● **WHAT TO PRODUCE**
Each record is to be repeated exactly as it stands below.

----------------

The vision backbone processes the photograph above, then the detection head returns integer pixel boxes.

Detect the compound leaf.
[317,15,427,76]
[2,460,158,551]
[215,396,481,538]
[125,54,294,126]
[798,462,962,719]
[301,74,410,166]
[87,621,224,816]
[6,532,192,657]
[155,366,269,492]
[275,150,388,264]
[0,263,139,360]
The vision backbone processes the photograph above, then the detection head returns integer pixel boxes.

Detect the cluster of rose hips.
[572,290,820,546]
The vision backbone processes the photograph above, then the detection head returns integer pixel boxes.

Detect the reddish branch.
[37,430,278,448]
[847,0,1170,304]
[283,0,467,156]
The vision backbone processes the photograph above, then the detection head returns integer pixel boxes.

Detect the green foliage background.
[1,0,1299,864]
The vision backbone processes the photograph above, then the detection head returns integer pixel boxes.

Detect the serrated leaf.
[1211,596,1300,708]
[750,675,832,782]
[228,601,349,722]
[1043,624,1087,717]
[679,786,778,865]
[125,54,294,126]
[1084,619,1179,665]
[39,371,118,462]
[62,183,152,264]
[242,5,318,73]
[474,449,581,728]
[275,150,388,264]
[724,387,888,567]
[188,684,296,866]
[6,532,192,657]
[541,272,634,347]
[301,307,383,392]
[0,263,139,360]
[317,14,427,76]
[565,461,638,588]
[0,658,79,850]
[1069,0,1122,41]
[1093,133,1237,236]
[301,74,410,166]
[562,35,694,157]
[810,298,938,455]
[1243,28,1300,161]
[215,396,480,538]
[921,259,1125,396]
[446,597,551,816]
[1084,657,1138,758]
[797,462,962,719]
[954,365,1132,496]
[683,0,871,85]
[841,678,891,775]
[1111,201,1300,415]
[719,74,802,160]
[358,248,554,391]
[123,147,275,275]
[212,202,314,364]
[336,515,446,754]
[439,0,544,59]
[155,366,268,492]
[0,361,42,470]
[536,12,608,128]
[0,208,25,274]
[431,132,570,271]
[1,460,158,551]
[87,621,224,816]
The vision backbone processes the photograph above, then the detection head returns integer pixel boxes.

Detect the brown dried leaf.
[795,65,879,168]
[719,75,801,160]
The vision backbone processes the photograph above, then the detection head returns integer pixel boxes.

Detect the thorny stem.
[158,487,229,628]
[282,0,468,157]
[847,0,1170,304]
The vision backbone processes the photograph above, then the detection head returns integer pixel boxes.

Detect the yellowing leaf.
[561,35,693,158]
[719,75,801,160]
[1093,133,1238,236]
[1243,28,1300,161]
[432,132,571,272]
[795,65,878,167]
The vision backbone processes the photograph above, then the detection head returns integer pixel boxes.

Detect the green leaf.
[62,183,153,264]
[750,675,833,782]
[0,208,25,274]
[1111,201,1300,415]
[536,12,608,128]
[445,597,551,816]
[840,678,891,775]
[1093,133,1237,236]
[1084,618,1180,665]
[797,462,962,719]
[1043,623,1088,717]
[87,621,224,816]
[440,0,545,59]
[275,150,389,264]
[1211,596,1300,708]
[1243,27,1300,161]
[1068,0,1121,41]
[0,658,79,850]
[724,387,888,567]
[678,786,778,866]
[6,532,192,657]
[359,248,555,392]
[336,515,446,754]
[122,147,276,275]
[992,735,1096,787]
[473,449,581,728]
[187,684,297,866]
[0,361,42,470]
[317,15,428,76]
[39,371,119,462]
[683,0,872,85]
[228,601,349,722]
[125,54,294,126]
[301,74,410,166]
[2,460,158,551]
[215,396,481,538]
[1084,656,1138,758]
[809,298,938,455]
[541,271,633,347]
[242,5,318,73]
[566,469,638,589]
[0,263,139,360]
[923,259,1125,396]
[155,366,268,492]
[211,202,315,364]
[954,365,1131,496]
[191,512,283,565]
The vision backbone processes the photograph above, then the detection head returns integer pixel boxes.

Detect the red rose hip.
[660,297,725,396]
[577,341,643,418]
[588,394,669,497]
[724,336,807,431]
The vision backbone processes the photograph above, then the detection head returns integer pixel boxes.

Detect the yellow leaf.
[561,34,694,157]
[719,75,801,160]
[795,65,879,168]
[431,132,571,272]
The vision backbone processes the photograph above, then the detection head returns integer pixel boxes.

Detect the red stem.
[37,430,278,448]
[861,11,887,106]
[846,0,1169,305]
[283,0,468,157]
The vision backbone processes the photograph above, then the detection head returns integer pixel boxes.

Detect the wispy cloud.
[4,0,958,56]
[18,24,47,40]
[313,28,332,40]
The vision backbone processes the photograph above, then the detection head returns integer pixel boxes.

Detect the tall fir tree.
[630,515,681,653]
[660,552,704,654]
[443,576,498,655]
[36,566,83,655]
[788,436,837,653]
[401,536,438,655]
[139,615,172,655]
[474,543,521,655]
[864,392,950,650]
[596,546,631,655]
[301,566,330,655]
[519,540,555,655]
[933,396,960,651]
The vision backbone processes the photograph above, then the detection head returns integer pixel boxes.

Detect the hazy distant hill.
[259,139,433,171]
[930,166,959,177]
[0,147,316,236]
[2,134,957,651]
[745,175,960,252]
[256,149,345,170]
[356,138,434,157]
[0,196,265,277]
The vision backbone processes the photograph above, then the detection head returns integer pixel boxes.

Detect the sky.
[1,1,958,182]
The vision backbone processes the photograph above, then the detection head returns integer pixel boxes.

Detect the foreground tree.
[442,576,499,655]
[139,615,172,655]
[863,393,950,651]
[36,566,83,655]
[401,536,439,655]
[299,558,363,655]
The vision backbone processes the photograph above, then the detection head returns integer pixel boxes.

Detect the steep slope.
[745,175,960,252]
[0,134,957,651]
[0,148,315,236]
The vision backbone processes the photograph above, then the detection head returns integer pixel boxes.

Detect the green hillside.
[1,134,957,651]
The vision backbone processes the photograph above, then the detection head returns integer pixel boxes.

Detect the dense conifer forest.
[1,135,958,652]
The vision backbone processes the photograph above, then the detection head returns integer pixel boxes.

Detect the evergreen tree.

----------------

● **SOLUTION TO THIS TASK**
The vision backbone processes the photograph above, then the detection head returns integer pixel boxes.

Detect the compound leaf.
[317,15,427,76]
[2,460,158,551]
[215,396,481,538]
[125,54,294,126]
[798,462,962,719]
[301,74,410,166]
[87,621,224,816]
[6,532,192,657]
[155,366,269,492]
[275,150,388,264]
[0,263,139,360]
The vision backbone processes the photograph above, then the detection head returns integer pixel boxes.

Detect the cluster of rose hips.
[572,290,820,546]
The vision backbone processes the photograph above, then the detection head returns integer pixel boxes.

Detect the reddish branch.
[37,430,278,448]
[847,0,1170,304]
[283,0,467,156]
The vision backbone processes the photograph above, then the detection head returns integer pixel boxes.

Detect the green foliage background.
[1,0,1299,864]
The vision backbone processes the photograph above, then the detection head returns integer pixel boxes.

Detect the serrated leaf.
[1211,596,1300,708]
[750,675,832,782]
[228,601,349,722]
[1043,624,1087,717]
[679,786,778,865]
[125,54,294,126]
[1084,619,1179,665]
[39,371,118,462]
[62,183,152,264]
[242,5,318,73]
[474,449,581,728]
[275,150,388,264]
[724,387,888,567]
[188,684,296,866]
[6,532,192,657]
[541,272,634,347]
[301,307,383,392]
[0,263,139,360]
[317,14,427,76]
[565,461,638,588]
[0,658,79,850]
[1069,0,1122,41]
[1093,133,1237,236]
[301,74,410,166]
[562,35,694,157]
[810,298,938,455]
[1243,28,1300,161]
[215,396,480,538]
[921,259,1125,396]
[446,597,551,816]
[1084,657,1138,758]
[797,462,962,719]
[954,365,1132,496]
[683,0,871,85]
[841,678,891,775]
[1111,201,1300,415]
[719,74,802,160]
[358,248,554,391]
[123,147,275,275]
[212,202,314,364]
[336,515,446,754]
[439,0,544,59]
[155,366,268,492]
[0,361,42,470]
[536,12,608,128]
[0,208,25,274]
[431,132,570,271]
[1,460,158,551]
[87,621,224,816]
The vision backbone processes the photograph above, then the detection head returns integer pixel boxes.

Detect the brown dried leaf.
[795,65,879,168]
[719,75,801,160]
The vision backbone processes the photograph above, then the detection head returns integer pixel boxes.

Detect the thorny stem.
[158,487,229,628]
[282,0,468,157]
[847,0,1170,304]
The vision backbone processes the photograph above, then the detection head returns integer pixel boxes.

Detect the yellowing leaf.
[561,35,693,158]
[719,75,801,160]
[1093,133,1238,236]
[1243,28,1300,161]
[432,132,571,272]
[795,65,878,167]
The vision backbone processes the photograph above, then the detection head returns integer pixel boxes.

Detect the green leaf.
[62,183,153,264]
[750,675,833,782]
[0,208,25,274]
[1111,201,1300,415]
[536,12,608,128]
[445,597,551,816]
[840,678,891,775]
[1093,133,1237,236]
[1084,618,1180,665]
[797,462,962,719]
[1043,623,1088,717]
[87,621,224,816]
[440,0,545,59]
[275,150,389,264]
[1211,596,1300,708]
[1243,27,1300,161]
[1068,0,1121,41]
[0,658,79,850]
[724,387,888,567]
[678,786,778,866]
[6,532,192,657]
[359,248,555,392]
[336,515,446,754]
[122,147,276,275]
[992,735,1096,787]
[473,449,581,728]
[187,684,297,866]
[0,361,42,470]
[317,15,428,76]
[39,371,119,462]
[683,0,872,85]
[228,601,349,722]
[125,54,294,126]
[301,74,410,166]
[2,460,158,551]
[215,396,481,538]
[1084,656,1138,758]
[809,298,938,455]
[541,271,633,347]
[242,5,318,73]
[566,469,638,589]
[0,263,139,360]
[923,259,1125,396]
[155,366,268,492]
[211,202,315,364]
[954,365,1131,496]
[191,512,283,565]
The vision backbone processes the photograph above, then the detection head returns integer pixel boxes.

Detect the red rose hip.
[660,297,725,396]
[577,341,643,418]
[588,394,669,497]
[724,336,807,431]
The vision backbone processes the photograph above, then the detection head returns integer pixel boxes.

Detect the yellow leaf.
[561,34,694,157]
[719,75,801,160]
[795,65,879,168]
[431,132,571,272]
The vision backbone processes the photograph above, then the detection head returns integer pixel boxes.

Detect the red stem.
[37,430,278,448]
[861,11,887,106]
[846,0,1169,305]
[283,0,468,157]
The vision backbone processes the photograph above, then the detection head returns integer pixel boxes.

Detect the wispy cloud.
[4,0,958,56]
[18,24,47,40]
[313,28,332,40]
The vision backbone processes the photograph above, then the detection head returns integer pixel boxes.

Detect the tall fir tree.
[630,515,681,653]
[660,552,704,654]
[443,576,498,655]
[36,566,83,655]
[788,436,837,653]
[401,536,438,655]
[139,615,172,655]
[474,543,521,655]
[864,392,950,650]
[596,546,631,655]
[301,566,330,655]
[519,540,555,655]
[933,396,960,651]
The vision backbone processes the photograph above, then the detection head returns integer pixel boxes.

Detect the hazy distant hill.
[259,139,433,171]
[930,166,959,177]
[0,147,316,236]
[2,134,957,651]
[745,175,960,252]
[256,149,345,170]
[356,138,434,157]
[0,196,265,277]
The vision backbone processes the photograph above, then the detection head returns integer pixel boxes.

Detect the sky.
[1,1,958,182]
The vision backbone processes the photograph above, then the detection head returns integer pixel boxes.

Detect the foreground tree.
[442,576,499,655]
[139,615,172,655]
[863,393,950,651]
[36,566,83,655]
[401,536,439,655]
[299,558,363,655]
The vision backbone processes the photograph above, then the detection head returns integer pixel boxes.

Detect the steep slope.
[745,175,960,252]
[0,134,957,651]
[0,148,315,236]
The vision backbone processes the photograph above, then the detection head returns integer pixel boxes.

Detect the green hillside.
[1,134,957,651]
The vision backbone processes the photograph above, then the detection head returns integer pixel boxes.

Detect the dense conifer forest.
[1,135,958,652]
The vision backbone processes the photograph above, then the detection head returns integer pixel boxes.

Detect the evergreen tree.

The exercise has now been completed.